TASK DIRECTIONS: Transcribe the data exactly, stopping after the "positive clicks: (2344, 860)" line.

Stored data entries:
········

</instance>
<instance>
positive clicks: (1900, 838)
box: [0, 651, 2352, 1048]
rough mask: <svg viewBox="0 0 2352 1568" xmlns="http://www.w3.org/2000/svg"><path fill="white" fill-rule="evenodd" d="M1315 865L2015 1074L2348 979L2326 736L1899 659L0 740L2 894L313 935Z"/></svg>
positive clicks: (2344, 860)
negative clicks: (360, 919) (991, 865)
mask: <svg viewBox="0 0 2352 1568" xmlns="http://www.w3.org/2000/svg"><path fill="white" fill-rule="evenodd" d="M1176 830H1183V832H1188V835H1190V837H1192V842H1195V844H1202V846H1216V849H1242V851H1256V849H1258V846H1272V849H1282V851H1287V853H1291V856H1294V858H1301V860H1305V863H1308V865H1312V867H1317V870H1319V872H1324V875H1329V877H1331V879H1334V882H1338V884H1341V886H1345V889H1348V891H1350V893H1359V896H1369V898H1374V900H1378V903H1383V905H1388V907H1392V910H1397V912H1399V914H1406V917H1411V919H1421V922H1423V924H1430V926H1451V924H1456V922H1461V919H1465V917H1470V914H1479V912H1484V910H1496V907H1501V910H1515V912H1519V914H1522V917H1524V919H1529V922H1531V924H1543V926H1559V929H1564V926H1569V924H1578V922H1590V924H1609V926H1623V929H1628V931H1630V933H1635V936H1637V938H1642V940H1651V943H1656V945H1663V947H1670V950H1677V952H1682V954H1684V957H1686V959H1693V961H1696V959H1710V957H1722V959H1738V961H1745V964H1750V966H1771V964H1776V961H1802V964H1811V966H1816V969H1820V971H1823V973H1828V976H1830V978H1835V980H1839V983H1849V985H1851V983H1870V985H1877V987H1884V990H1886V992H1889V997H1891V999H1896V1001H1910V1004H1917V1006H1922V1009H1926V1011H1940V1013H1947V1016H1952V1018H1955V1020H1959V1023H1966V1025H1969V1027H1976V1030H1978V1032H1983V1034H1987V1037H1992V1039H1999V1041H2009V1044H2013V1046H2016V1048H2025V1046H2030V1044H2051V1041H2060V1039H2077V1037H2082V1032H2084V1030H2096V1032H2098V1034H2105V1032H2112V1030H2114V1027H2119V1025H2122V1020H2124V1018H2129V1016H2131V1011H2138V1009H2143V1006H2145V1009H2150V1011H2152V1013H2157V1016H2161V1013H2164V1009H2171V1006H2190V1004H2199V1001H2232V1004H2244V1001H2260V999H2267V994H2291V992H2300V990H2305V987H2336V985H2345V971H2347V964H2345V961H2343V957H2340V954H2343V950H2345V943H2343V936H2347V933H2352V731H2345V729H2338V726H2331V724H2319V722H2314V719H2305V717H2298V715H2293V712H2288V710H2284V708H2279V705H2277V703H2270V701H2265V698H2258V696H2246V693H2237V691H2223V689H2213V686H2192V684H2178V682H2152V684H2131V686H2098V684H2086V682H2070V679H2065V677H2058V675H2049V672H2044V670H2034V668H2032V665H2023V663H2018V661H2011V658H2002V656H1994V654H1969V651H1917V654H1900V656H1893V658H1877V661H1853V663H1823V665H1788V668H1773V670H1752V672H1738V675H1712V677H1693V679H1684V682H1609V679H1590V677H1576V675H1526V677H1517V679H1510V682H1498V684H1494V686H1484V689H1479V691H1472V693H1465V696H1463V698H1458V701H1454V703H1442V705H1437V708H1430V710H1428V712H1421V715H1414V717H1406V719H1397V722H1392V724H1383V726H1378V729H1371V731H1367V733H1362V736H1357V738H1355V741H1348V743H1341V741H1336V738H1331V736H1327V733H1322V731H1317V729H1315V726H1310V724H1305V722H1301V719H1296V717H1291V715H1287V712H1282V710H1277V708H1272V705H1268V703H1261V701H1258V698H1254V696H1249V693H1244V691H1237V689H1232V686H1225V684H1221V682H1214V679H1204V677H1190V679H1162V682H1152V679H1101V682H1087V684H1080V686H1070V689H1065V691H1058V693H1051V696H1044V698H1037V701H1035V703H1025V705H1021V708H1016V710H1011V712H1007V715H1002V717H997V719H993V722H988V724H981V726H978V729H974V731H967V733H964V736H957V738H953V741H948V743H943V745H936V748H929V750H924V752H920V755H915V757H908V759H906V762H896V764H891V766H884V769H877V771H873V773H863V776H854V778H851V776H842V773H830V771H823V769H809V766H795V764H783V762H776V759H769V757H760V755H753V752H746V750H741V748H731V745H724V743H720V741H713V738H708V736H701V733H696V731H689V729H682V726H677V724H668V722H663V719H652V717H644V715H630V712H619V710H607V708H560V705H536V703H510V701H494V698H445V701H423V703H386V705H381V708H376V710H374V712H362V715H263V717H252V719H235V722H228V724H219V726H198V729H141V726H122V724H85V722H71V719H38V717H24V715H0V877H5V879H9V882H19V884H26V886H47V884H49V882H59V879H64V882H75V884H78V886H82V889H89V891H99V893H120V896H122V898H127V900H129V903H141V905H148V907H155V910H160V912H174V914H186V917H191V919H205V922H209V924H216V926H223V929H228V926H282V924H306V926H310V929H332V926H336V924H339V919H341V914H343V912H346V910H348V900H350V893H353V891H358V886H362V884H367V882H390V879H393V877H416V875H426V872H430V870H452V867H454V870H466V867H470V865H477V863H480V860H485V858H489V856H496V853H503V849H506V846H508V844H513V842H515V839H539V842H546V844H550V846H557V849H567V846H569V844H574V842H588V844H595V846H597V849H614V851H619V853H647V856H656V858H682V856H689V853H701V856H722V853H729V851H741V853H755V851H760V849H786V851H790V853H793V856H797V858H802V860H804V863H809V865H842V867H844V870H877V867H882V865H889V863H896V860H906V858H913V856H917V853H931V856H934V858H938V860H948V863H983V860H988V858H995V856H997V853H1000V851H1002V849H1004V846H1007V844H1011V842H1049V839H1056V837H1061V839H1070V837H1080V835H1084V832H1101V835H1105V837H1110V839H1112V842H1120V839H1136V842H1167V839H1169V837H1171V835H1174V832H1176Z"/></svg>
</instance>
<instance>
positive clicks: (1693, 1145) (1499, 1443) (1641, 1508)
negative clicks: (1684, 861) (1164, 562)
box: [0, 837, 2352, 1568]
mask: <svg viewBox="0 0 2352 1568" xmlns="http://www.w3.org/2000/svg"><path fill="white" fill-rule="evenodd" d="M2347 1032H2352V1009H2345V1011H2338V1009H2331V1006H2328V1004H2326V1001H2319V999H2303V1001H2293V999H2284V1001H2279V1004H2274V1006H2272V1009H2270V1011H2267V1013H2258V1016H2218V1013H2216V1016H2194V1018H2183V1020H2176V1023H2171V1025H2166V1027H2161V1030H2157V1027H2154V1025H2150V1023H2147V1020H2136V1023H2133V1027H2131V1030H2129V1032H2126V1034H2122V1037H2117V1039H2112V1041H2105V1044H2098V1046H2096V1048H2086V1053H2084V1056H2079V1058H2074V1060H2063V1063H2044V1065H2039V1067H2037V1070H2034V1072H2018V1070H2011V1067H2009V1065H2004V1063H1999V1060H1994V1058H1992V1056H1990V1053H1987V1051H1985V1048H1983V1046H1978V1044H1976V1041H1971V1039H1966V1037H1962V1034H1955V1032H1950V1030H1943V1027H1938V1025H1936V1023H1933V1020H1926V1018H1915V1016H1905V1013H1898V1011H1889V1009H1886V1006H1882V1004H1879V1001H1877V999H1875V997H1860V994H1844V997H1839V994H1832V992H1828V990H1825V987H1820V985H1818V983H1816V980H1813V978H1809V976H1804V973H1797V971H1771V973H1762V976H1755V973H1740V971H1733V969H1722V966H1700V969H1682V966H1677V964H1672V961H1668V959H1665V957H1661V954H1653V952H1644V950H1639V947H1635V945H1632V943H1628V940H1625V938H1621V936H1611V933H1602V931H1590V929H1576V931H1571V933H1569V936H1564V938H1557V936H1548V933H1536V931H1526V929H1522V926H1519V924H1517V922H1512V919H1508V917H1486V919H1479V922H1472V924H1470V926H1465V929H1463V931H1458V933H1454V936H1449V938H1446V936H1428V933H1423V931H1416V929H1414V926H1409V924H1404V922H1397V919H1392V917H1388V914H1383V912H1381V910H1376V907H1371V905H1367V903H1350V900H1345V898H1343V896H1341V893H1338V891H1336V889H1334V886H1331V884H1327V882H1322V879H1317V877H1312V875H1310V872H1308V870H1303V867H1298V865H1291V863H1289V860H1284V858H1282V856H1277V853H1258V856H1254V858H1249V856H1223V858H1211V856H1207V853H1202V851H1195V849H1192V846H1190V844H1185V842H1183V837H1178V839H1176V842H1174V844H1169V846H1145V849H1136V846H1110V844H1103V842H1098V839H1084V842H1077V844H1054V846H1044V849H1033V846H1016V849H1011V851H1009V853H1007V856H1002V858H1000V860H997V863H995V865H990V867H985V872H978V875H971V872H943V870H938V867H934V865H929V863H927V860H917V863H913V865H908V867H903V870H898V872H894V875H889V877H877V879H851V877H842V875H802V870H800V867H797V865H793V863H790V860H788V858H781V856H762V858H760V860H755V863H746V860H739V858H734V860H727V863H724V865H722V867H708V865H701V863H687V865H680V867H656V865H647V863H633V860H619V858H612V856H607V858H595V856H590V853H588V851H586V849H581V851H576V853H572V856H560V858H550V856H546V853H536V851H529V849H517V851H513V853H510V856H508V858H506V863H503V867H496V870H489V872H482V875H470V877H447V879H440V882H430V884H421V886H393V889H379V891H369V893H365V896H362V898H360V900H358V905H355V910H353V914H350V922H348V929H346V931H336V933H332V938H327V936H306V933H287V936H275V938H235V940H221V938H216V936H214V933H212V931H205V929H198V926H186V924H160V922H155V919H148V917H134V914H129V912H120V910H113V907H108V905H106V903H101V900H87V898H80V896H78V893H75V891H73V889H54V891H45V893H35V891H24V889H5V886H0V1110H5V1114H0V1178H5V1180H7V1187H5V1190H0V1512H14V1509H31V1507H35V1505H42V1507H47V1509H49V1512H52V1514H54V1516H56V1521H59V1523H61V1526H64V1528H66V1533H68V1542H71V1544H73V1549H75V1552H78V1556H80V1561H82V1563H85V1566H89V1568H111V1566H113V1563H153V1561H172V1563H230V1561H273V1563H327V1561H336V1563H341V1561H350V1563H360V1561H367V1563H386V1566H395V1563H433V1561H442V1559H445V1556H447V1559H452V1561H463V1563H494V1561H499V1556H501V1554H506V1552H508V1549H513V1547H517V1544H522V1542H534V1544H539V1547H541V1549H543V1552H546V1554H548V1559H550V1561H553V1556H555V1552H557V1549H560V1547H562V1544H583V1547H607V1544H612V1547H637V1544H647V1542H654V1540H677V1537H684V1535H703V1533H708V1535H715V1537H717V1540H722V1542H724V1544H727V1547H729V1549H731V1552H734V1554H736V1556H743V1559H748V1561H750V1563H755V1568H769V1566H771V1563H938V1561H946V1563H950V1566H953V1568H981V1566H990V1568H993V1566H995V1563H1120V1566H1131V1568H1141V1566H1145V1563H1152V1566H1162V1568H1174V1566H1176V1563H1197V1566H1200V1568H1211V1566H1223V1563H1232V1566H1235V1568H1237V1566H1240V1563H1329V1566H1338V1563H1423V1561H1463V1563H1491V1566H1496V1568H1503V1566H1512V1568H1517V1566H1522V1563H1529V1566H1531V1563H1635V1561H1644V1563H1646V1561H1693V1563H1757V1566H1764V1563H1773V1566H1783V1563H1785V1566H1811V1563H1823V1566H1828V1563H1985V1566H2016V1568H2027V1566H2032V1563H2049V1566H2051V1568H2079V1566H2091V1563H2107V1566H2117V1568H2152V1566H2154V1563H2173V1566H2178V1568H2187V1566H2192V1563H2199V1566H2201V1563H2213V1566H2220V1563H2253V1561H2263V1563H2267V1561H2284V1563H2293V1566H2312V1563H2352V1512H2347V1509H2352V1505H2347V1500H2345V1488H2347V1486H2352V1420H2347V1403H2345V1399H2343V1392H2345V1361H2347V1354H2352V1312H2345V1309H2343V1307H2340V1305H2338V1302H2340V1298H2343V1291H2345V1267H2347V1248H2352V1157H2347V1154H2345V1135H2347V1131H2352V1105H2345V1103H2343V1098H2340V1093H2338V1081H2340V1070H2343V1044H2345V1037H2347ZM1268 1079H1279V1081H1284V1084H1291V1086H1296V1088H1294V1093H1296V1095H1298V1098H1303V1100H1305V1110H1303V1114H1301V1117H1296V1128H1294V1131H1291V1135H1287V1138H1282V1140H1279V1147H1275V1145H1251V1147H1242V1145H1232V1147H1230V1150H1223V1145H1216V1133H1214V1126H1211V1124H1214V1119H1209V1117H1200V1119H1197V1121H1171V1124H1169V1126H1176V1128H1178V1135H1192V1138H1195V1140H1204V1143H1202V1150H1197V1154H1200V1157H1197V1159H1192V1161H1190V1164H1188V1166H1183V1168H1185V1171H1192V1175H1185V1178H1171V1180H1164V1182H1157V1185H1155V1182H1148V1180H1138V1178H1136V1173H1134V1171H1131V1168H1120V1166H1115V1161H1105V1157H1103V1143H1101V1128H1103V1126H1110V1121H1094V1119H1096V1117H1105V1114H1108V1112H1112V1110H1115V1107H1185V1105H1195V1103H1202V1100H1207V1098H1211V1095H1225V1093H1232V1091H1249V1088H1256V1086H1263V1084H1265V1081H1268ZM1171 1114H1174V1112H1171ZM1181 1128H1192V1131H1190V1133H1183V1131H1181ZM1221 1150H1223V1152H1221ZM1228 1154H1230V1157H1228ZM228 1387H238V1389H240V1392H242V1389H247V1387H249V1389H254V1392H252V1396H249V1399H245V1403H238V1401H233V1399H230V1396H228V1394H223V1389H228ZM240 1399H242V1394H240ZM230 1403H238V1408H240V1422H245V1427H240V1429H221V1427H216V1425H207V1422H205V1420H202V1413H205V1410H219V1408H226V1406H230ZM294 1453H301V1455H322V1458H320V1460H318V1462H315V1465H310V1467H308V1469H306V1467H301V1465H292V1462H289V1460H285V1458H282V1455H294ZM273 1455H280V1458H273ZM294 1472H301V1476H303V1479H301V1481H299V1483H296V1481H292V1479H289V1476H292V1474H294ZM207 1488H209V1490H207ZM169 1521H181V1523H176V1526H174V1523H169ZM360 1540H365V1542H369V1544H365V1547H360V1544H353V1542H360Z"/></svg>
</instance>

········

EXERCISE SOLUTION:
</instance>
<instance>
positive clicks: (1900, 838)
box: [0, 651, 2352, 1048]
rough mask: <svg viewBox="0 0 2352 1568" xmlns="http://www.w3.org/2000/svg"><path fill="white" fill-rule="evenodd" d="M1315 865L2015 1074L2348 979L2326 736L1899 659L0 740L2 894L313 935Z"/></svg>
positive clicks: (2344, 860)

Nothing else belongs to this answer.